» WHAT THIS TASK INVOLVES:
Your task is to repeat the lines below exactly, excluding any pictures they contain.

» DATA SUPPLIED:
== == ==
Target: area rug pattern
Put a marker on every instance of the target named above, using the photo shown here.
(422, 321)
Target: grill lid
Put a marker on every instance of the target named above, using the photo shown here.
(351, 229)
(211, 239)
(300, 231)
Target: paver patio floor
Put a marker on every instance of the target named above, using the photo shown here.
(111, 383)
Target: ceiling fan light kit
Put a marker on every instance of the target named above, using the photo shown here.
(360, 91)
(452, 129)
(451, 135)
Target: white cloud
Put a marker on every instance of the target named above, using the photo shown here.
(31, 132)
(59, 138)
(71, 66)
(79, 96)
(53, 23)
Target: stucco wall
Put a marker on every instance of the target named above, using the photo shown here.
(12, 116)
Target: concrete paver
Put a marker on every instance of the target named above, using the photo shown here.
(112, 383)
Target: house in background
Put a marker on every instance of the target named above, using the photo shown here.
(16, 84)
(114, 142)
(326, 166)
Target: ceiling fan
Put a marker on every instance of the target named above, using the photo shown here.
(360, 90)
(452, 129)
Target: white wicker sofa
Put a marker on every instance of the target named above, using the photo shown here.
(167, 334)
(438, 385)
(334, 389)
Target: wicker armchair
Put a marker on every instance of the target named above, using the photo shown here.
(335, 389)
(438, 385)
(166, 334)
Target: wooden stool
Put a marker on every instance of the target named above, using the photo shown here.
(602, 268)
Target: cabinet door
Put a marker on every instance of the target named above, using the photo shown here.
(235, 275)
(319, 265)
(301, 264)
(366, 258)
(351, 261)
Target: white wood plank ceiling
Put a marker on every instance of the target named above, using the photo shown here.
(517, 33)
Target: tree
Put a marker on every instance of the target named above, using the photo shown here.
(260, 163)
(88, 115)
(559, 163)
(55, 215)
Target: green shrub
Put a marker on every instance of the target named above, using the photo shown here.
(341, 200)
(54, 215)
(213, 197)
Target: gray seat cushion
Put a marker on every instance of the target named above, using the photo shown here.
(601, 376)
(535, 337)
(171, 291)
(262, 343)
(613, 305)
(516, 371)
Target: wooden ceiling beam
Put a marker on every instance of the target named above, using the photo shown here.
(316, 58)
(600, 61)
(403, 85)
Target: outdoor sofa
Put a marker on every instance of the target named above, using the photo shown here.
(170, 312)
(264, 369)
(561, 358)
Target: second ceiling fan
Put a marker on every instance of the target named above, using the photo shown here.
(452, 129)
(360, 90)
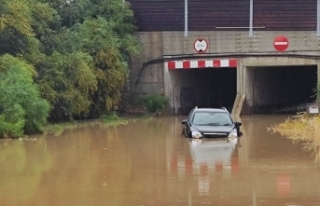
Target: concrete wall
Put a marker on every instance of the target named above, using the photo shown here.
(157, 44)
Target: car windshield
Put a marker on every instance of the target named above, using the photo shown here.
(212, 119)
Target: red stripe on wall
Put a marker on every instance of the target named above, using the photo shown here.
(201, 64)
(233, 63)
(186, 64)
(216, 63)
(171, 65)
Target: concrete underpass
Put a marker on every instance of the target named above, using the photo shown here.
(282, 89)
(210, 87)
(283, 86)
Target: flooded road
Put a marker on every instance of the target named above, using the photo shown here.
(149, 162)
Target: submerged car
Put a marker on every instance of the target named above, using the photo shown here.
(210, 122)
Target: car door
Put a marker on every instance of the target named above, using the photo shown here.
(188, 125)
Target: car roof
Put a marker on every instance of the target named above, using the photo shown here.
(211, 110)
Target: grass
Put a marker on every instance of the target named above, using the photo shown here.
(302, 128)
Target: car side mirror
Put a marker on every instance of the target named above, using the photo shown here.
(238, 124)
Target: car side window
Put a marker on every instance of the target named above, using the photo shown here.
(190, 115)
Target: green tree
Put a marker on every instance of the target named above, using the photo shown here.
(21, 107)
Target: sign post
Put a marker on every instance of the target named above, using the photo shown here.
(200, 45)
(281, 43)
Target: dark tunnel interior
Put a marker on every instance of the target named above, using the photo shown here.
(274, 90)
(269, 90)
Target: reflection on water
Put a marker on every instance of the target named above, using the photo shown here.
(149, 162)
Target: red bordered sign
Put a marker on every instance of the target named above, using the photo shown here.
(200, 45)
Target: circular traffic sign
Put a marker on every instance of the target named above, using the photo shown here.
(200, 45)
(281, 43)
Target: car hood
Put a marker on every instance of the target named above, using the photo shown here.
(208, 128)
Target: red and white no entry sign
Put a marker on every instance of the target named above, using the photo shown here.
(200, 45)
(281, 43)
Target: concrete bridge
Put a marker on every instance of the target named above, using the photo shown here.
(232, 60)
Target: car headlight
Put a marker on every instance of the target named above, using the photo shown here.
(196, 134)
(233, 134)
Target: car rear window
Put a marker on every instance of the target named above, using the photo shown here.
(212, 118)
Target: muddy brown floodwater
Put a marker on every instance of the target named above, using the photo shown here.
(148, 162)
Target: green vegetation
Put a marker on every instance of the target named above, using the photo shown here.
(62, 61)
(154, 104)
(302, 128)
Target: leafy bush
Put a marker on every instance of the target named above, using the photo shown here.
(21, 107)
(154, 103)
(111, 117)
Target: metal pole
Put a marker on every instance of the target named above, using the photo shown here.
(185, 18)
(251, 18)
(318, 17)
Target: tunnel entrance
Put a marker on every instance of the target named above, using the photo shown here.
(204, 87)
(281, 89)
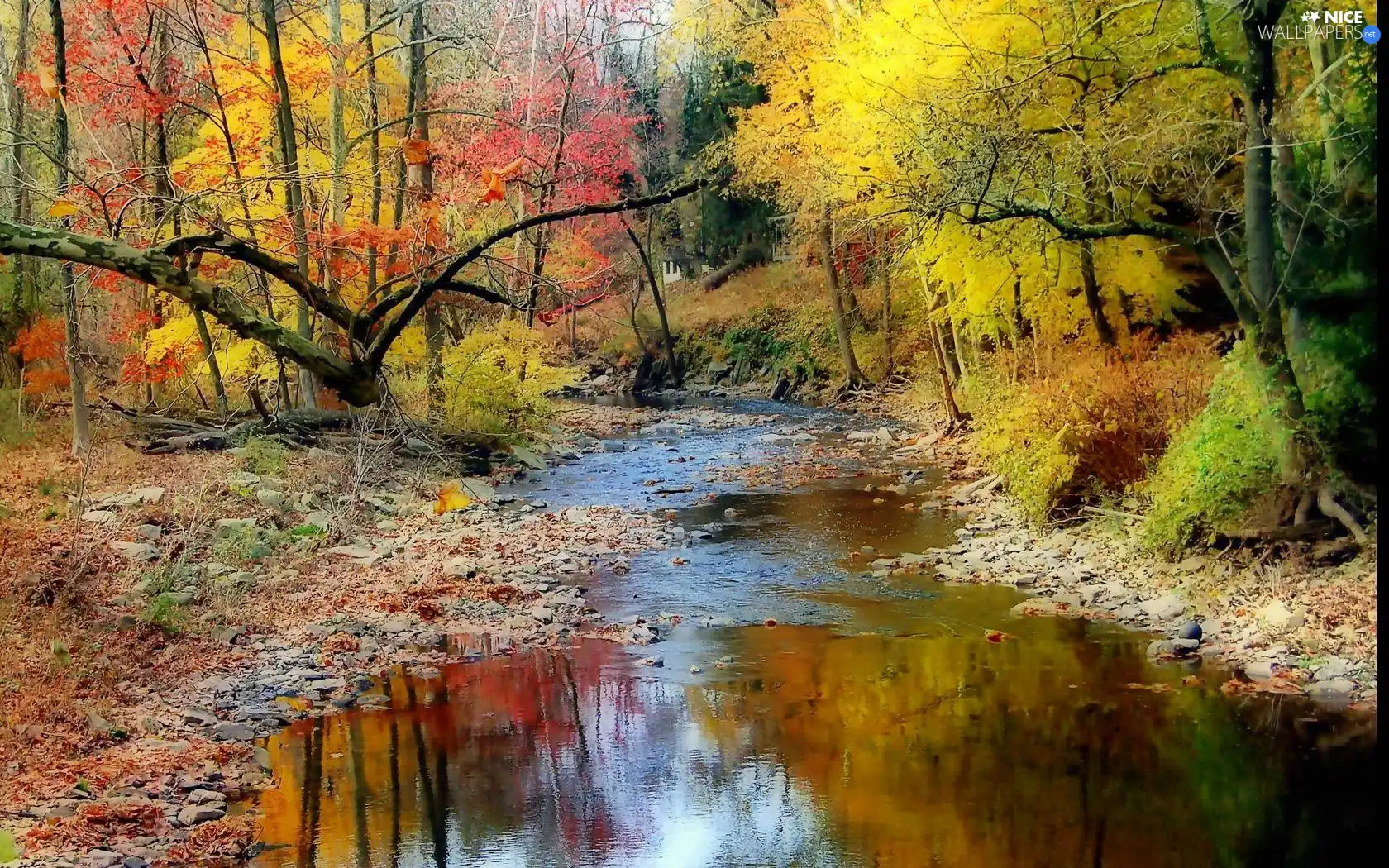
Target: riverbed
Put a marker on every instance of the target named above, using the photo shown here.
(799, 712)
== == ==
» RESPONSE BOX:
Target: area rug pattern
Put a marker on every instance of the target named above, using the photo shown here.
(422, 321)
Target: grill lid
Put a marker on every instance of the target named above, using the photo shown here.
(351, 229)
(211, 239)
(300, 231)
Target: paver patio floor
Put a marker on every instance of the target named above, using the photo shown here.
(111, 383)
Target: ceiling fan light kit
Put a marker on every instance of the target named above, using the photo shown here.
(360, 91)
(452, 129)
(451, 135)
Target: white cloud
Put a marker on every instance of the target named above, using the photo shown here.
(31, 132)
(59, 138)
(71, 66)
(79, 96)
(53, 23)
Target: stucco wall
Put a marker on every instance of the target named above, using the photo shown here.
(12, 116)
Target: concrete paver
Put a marker on every instance of the target named above, using the photo shown here.
(112, 383)
Target: house in background
Put a marker on every instance of the target named above, using the photo shown here.
(16, 84)
(114, 142)
(326, 166)
Target: ceiling fan
Put a marker on every instance of the target named above, using the photo shown here.
(360, 90)
(452, 129)
Target: white wicker sofa
Put a marker on every instance of the target named above, using the photo shown here.
(167, 334)
(438, 385)
(334, 389)
Target: wicker armchair
Put a marker on every instance of the target named above, using the photo shown here.
(335, 389)
(438, 385)
(166, 334)
Target: wooden stool
Put a marker on every instance of the target named above, using the photo shown here.
(602, 268)
Target: cabinet door
Put a marker on every instance of the target named above, using the photo shown here.
(235, 275)
(319, 265)
(301, 264)
(366, 258)
(351, 261)
Target: white wood plank ceiling
Put a marker on every instance of the target named above, using the photo shown here.
(517, 33)
Target: tree
Put a marker on every instance of the target named above, using the photo shown here.
(260, 163)
(88, 115)
(559, 163)
(55, 215)
Target: green shrub
Put a marker on every instance of the target named above, using the photo shown here.
(341, 200)
(54, 215)
(213, 197)
Target: gray seat cushion
Put a marker on every instance of the target named above, using the photo shown here.
(601, 376)
(535, 337)
(171, 291)
(262, 343)
(613, 305)
(516, 371)
Target: wooden ceiling beam
Put a marker on every instance of the target named above, using the photo shown here.
(316, 58)
(600, 61)
(403, 85)
Target: outdoor sofa
Put a marker on every instance of the target named above, using the photo shown here.
(170, 312)
(264, 369)
(561, 358)
Target: second ceiling fan
Put a marker on every instance of the target named above, using the photo shown here.
(452, 129)
(360, 90)
Target: concrete wall
Put a marker on every instance of the target named above, using the photo shown here.
(157, 44)
Target: car windshield
Put a marker on every instance of the target named above, using the photo shown here.
(212, 119)
Target: red stripe on wall
Put a marker on every instance of the target named above, using the photo shown here.
(201, 64)
(233, 63)
(186, 64)
(216, 63)
(171, 65)
Target: concrete underpass
Put a marker on every instance of the target named above, using the photo shown here.
(282, 89)
(210, 87)
(283, 86)
Target: flooded road
Put a marker on every instance of the target named above, using the photo shown here.
(149, 162)
Target: submerged car
Put a marker on every instance of the target named above, using the photo shown here.
(210, 122)
Target: car door
Put a marker on every instance of the target named above, using the photo shown here.
(188, 125)
Target: car roof
Put a marker on every instance of the target named above, using the photo shown here.
(211, 110)
Target: grass
Put a marker on every instance of the target named above, using the photo shown here.
(302, 128)
Target: car side mirror
Put a marker on every instance of the target named above, using the photo shown here.
(238, 124)
Target: car side window
Put a marker on every instance of the target named above, using the photo shown here.
(190, 115)
Target: green tree
Put a marker on every instance of the target named above, using the photo shown here.
(21, 107)
Target: sign post
Put a marker on every instance of the target named above, using the photo shown here.
(200, 45)
(281, 43)
Target: dark tunnel interior
Put a marker on every instance of the target named above, using the photo shown here.
(274, 90)
(269, 90)
Target: reflection on water
Put a marker on every instance of the target named above, using the photo shown here.
(149, 162)
Target: red bordered sign
Put a marker on every instance of the target named above, using the photo shown here.
(200, 45)
Target: circular traffic sign
Put a marker on every instance of the target named above, using the photo shown here.
(200, 45)
(281, 43)
Target: car hood
Put a marker on every instance of the target named above, using the photo shown here.
(208, 128)
Target: red and white no entry sign
Put a marker on every instance of the target named above, using the photo shown here.
(200, 45)
(281, 43)
Target: concrete bridge
Put a marker on every instance of the target named above, using the photo shown here.
(232, 60)
Target: car headlight
Put a marker on every instance of the target named above, using the photo shown here.
(196, 134)
(233, 134)
Target: car rear window
Put a marker on every instance of the target named above, using the photo shown here.
(212, 118)
Target: muddy brown floodwater
Put a marker on every instance of the target named above, using the photo shown here.
(148, 162)
Target: green vegetation
Put a marker on every instance of the target named above, using the photo shown here.
(62, 61)
(154, 104)
(302, 128)
Target: leafy bush
Put a marker on every instance of the target named above, using the photo shown here.
(21, 107)
(154, 103)
(111, 117)
Target: metal pole
Put a marker on every instance of the target named above, using the photo shown here.
(185, 18)
(251, 18)
(318, 17)
Target: tunnel entrance
Put a marker on every instance of the target named above, using the photo shown here.
(204, 87)
(281, 89)
Target: riverbed
Put a marker on every instance of the target named above, using the photo shown here.
(799, 712)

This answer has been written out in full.